Recorded data
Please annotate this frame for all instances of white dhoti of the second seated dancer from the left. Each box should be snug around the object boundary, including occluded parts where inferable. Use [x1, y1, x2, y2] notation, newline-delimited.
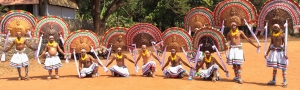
[110, 65, 129, 77]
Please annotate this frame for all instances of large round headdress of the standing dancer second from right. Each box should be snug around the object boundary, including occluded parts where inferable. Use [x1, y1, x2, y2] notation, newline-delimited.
[214, 0, 257, 27]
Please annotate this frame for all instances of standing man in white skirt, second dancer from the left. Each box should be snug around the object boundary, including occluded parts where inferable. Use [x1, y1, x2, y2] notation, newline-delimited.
[38, 35, 65, 80]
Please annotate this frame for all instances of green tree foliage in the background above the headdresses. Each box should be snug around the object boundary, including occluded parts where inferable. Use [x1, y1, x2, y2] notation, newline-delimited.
[77, 0, 300, 36]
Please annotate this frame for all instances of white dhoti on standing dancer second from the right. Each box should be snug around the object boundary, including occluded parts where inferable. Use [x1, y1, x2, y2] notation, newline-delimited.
[226, 45, 244, 65]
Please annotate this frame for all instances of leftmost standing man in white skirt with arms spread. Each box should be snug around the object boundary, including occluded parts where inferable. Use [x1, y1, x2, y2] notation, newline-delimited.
[3, 32, 36, 80]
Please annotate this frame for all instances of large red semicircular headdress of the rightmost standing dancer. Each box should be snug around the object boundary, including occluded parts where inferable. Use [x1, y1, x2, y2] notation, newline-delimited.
[256, 0, 300, 33]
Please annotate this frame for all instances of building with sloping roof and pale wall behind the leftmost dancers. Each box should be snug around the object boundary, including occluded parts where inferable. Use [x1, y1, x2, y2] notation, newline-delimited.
[0, 0, 78, 19]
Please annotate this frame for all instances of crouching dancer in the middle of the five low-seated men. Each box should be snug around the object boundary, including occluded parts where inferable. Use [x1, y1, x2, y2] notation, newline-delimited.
[135, 45, 161, 78]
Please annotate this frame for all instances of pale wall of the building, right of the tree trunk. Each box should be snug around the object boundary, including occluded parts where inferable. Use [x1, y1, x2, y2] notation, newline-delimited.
[48, 5, 76, 19]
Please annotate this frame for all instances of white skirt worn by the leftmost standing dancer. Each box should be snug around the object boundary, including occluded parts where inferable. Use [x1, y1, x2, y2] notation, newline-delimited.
[9, 48, 29, 68]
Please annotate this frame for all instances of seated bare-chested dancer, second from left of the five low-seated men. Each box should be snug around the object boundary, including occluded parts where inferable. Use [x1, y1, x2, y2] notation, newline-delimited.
[106, 47, 134, 77]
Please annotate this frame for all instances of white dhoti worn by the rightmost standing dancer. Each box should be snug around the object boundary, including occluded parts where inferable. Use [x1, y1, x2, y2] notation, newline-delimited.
[267, 45, 288, 69]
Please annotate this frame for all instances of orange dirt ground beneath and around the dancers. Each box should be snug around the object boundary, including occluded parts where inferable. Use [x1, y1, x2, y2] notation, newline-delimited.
[0, 41, 300, 90]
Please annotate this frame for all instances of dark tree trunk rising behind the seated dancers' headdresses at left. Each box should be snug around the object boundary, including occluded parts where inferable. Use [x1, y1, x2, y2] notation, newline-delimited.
[91, 0, 104, 35]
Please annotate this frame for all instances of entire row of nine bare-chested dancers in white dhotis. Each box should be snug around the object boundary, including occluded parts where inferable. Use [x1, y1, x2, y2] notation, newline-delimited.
[3, 22, 288, 87]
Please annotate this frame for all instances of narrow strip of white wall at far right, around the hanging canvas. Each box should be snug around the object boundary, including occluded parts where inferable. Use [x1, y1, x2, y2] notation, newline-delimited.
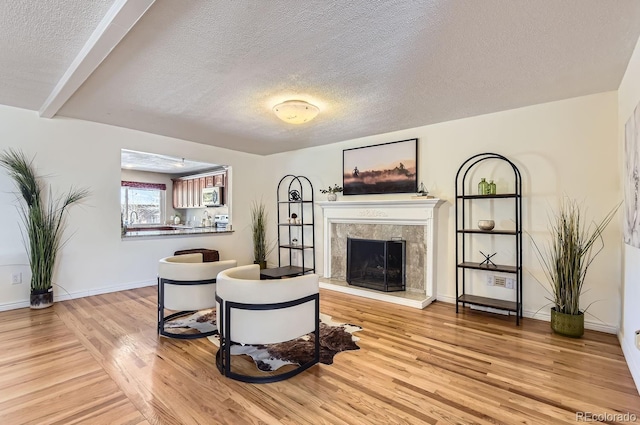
[618, 32, 640, 391]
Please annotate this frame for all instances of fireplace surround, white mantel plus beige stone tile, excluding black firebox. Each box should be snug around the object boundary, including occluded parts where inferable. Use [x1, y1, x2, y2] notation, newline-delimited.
[317, 199, 443, 308]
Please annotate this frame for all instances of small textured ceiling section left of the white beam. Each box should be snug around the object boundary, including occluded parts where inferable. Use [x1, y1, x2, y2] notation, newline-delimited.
[0, 0, 113, 110]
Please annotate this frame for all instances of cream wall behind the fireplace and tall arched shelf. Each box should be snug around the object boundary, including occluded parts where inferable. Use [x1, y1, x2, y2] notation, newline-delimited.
[268, 92, 622, 332]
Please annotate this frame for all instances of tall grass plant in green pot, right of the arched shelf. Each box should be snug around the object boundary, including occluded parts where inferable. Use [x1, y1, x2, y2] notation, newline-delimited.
[533, 198, 620, 338]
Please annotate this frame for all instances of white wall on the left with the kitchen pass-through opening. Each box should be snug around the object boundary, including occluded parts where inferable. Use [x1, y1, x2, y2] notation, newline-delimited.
[0, 106, 264, 309]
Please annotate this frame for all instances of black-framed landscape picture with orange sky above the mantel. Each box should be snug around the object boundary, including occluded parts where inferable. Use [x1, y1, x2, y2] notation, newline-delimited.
[342, 139, 418, 195]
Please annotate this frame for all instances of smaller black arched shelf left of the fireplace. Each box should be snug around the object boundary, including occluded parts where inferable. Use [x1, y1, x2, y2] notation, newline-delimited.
[277, 174, 316, 276]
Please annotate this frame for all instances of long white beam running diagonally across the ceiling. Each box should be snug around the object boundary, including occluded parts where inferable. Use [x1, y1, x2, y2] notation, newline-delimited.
[40, 0, 155, 118]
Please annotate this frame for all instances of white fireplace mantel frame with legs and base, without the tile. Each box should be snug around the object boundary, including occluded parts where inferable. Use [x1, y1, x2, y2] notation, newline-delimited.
[316, 198, 444, 308]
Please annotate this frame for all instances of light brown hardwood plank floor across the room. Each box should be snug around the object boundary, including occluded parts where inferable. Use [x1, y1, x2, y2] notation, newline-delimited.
[0, 287, 640, 425]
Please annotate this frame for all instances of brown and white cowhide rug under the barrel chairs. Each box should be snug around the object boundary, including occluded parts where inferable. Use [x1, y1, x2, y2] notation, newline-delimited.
[165, 310, 362, 372]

What you should do
Return every record exactly, without the pictures.

Solution to this problem
Please annotate this frame for all instances of white dhoti of the second seated dancer from the left. Each box should be snug around the object boundary, including occluded parts where inferable. Use [x1, y1, x2, y2] notation, newline-delimited.
[110, 65, 129, 77]
Please annotate this frame for all instances of large round headdress of the standing dancer second from right. Each box should be snug around the object boundary, including occluded parts where inferable. Use [x1, y1, x2, y2] notation, newline-delimited.
[214, 0, 257, 27]
Please annotate this frame for all instances of standing man in white skirt, second dancer from the left. Each box should be snug around the object boundary, including occluded parts where inferable. Use [x1, y1, x2, y2] notation, newline-delimited.
[38, 35, 65, 80]
Please annotate this frame for all instances of green tree foliage in the background above the headdresses. Each box should be snug around the object boundary, including occluded parts where inferable. Use [x1, y1, x2, y2] notation, newline-delimited.
[77, 0, 300, 36]
Please annotate this frame for all instances of white dhoti on standing dancer second from the right. Each box should be snug around the object boundary, including occluded parts where inferable. Use [x1, y1, x2, y2] notation, newline-delimited.
[226, 45, 244, 65]
Please annotate this frame for all instances of leftmost standing man in white skirt with arms spread. Each box should be snug around the object boundary, including occluded parts where inferable. Use [x1, y1, x2, y2] notation, newline-delimited.
[3, 32, 36, 80]
Please annotate this frame for all instances of large red semicircular headdress of the rightmost standing dancer. Each box should be snug around the object boundary, including occluded parts where inferable. Use [x1, y1, x2, y2] notation, newline-delimited.
[256, 0, 300, 33]
Please annotate this frame for all instances of building with sloping roof and pale wall behind the leftmost dancers. Each box should be snug around the object boundary, including occluded parts where inferable. Use [x1, y1, x2, y2] notation, newline-delimited.
[0, 0, 78, 19]
Please annotate this frame for all instances of crouching dancer in the middle of the five low-seated men. Each box should be snug around the object boundary, including occluded parts where inferable. Use [x1, y1, x2, y2] notation, newline-delimited.
[135, 45, 161, 78]
Please annotate this frame for all instances of pale wall of the building, right of the tree trunk. Each box should be snug around the object boundary, including occluded parts where inferable. Use [x1, y1, x2, y2] notation, newline-delimited.
[48, 5, 76, 19]
Please annotate this frame for all instances of white skirt worn by the leftmost standing dancer. Each box should be snug around the object boundary, including occluded parts where inferable. Use [x1, y1, x2, y2] notation, newline-delimited.
[9, 48, 29, 68]
Please annotate this frame for all instances of seated bare-chested dancer, second from left of the five low-seated men. Each box should be snug around the object boundary, including occluded parts where inferable. Use [x1, y1, x2, y2] notation, newline-delimited.
[106, 47, 134, 77]
Please annotate this frame for all instances of white dhoti worn by the rightmost standing dancer. Each box should be snug around the object boundary, including occluded parts where inferable. Use [x1, y1, x2, y2] notation, newline-delimited.
[267, 45, 288, 69]
Please annotate this frame for all instances of orange dirt ground beneath and around the dancers. Each box should be snug around the object boundary, including occluded parts where inferable. Use [x1, y1, x2, y2] notation, newline-delimited.
[0, 41, 300, 90]
Please annotate this frame for all instances of dark tree trunk rising behind the seated dancers' headdresses at left. Each box should be snug around the object boundary, including occluded parts where inferable. Use [x1, y1, x2, y2] notation, newline-delimited.
[91, 0, 104, 35]
Please annotate this frame for all instances of entire row of nine bare-chested dancers in white dhotis. Each box should be snug around the object boundary, including occluded parts where inferable. Use [x1, y1, x2, y2] notation, newline-delimited.
[3, 22, 288, 87]
Please annotate this frame for all instances of narrow strip of white wall at far right, around the hanging canvas. Each box should be snug around the object boundary, including occluded parts where inferable. Use [x1, y1, x2, y2] notation, newline-delimited.
[618, 32, 640, 391]
Please annotate this frame for all instances of fireplace surround, white mantel plus beige stone tile, excluding black firebox. Each box should be snug around the object boundary, including occluded parts where inferable. Use [x1, y1, x2, y2] notation, newline-delimited.
[317, 199, 443, 308]
Please annotate this frame for all instances of small textured ceiling section left of the white beam. Each box should be snug around the object boundary, including occluded parts where inferable. Use [x1, y1, x2, y2] notation, newline-delimited.
[0, 0, 113, 110]
Please annotate this frame for all instances of cream wall behind the fireplace and tall arched shelf. Each box should be snug around the object boundary, including occluded parts where inferable. Use [x1, y1, x2, y2] notation, newline-delimited.
[268, 92, 622, 332]
Please annotate this frame for all instances of tall grass plant in green pot, right of the arched shelf. Each box should be snug around the object boundary, including occluded parts where inferable. Use [x1, y1, x2, y2] notation, newline-delimited.
[533, 198, 620, 338]
Please annotate this frame for all instances of white wall on the left with the kitchen pass-through opening. Each box should be snug around the object boundary, including occluded parts where inferable. Use [x1, y1, x2, y2] notation, newline-delimited.
[0, 106, 264, 309]
Please annotate this frame for all instances of black-framed landscape picture with orange sky above the mantel. Each box should be snug around the object boundary, including occluded parts where inferable. Use [x1, y1, x2, y2] notation, newline-delimited.
[342, 139, 418, 195]
Please annotate this frame for all instances of smaller black arched shelf left of the fireplace. Each box should be snug around the object boundary, including occluded parts where inferable. Use [x1, y1, x2, y2] notation, newline-delimited.
[277, 174, 316, 276]
Please annotate this frame for all instances of long white beam running diagonally across the ceiling. Each box should be snug around the object boundary, including occluded parts where inferable. Use [x1, y1, x2, y2] notation, newline-delimited.
[40, 0, 155, 118]
Please annotate this frame for all instances of white fireplace mantel frame with legs and base, without the tile. Each box should be snug around the object boundary, including occluded parts where inferable. Use [x1, y1, x2, y2] notation, newline-delimited.
[316, 198, 444, 308]
Please annotate this frame for all instances of light brown hardwood plank floor across the room. Each box should be snug around the object boundary, including occluded parts where inferable. Use [x1, y1, x2, y2] notation, newline-delimited.
[0, 287, 640, 425]
Please annotate this frame for all instances of brown and white cowhide rug under the barrel chairs. Each box should be snug around the object boundary, including occluded parts where inferable. Use [x1, y1, x2, y2] notation, newline-delimited.
[165, 310, 362, 372]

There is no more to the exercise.